Pick out every line of the records below that contains the word "plate". Uppercase and lowercase count as different.

(Dataset rows showing where objects appear)
==================================================
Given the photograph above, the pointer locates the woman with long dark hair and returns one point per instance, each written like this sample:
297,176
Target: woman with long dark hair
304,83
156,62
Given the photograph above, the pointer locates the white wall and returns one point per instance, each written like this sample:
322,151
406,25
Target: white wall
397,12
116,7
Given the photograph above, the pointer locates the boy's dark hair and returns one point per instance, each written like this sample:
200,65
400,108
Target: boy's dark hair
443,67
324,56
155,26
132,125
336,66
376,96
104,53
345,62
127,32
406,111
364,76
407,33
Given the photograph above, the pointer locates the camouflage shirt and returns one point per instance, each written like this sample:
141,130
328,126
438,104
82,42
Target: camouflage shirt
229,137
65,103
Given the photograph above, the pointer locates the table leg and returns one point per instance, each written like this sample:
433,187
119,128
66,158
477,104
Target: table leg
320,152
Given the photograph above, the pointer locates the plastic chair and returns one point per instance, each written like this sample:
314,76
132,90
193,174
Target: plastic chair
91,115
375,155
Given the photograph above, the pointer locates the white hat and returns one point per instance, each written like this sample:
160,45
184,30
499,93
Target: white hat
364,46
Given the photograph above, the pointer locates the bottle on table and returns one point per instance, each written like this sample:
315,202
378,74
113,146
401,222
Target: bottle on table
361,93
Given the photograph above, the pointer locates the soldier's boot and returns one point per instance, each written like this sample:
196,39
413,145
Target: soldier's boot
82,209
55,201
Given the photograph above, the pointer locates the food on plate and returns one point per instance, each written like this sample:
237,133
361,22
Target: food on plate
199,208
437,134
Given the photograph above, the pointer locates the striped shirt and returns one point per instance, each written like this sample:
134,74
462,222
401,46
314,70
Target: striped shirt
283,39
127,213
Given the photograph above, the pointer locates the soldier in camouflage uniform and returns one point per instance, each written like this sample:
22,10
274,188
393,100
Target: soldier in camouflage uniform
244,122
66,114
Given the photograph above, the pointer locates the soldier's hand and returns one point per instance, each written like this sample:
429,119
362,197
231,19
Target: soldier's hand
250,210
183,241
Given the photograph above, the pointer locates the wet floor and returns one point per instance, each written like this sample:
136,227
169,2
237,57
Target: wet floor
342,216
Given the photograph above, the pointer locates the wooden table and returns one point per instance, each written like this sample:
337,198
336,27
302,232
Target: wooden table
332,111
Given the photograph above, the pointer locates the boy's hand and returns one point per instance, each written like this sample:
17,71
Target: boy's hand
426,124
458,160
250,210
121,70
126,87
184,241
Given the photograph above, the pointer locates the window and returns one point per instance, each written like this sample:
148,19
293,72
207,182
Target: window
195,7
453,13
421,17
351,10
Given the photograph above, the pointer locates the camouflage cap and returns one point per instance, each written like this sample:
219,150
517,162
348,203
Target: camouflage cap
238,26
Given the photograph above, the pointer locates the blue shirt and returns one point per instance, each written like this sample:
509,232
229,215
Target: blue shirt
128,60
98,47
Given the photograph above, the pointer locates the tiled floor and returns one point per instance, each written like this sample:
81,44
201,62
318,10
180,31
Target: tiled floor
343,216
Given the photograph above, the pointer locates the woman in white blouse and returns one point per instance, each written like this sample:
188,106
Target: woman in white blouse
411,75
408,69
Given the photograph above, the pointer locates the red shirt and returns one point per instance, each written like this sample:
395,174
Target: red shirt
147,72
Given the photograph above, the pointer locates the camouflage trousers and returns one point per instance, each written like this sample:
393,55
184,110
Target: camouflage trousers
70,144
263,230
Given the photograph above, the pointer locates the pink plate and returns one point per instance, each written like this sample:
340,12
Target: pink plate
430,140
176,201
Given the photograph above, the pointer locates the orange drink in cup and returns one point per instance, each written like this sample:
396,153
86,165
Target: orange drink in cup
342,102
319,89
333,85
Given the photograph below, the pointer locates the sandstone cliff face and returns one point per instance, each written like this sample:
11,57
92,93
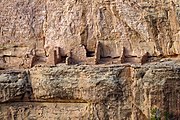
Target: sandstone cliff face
38,36
86,92
125,29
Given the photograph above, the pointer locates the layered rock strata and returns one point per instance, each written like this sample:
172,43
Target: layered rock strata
91,92
127,30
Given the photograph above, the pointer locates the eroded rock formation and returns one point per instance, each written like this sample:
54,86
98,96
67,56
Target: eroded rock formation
86,92
125,29
89,59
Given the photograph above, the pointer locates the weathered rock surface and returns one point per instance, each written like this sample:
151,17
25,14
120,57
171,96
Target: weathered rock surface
94,92
125,29
37,35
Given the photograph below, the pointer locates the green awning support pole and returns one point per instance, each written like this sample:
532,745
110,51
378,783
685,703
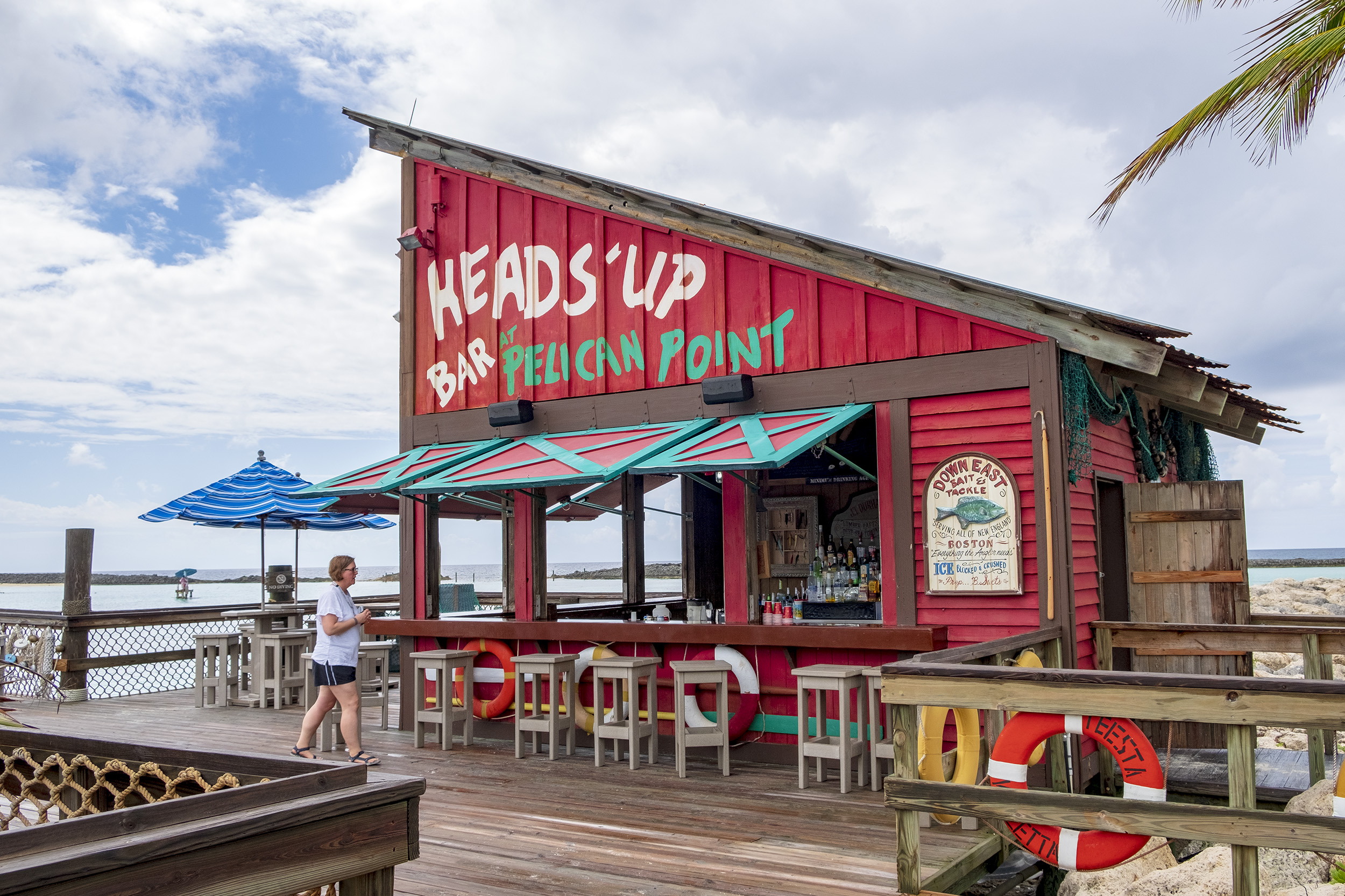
==================================================
▸ **Exercise solution**
Given the photograph above, the pointer locates the food on plate and returns one point per instance, each written like this sample:
Target: food on plate
Given the photograph above, the pointer locates the pink plate and returns one point per instance, each written like this sample:
Target: pink plate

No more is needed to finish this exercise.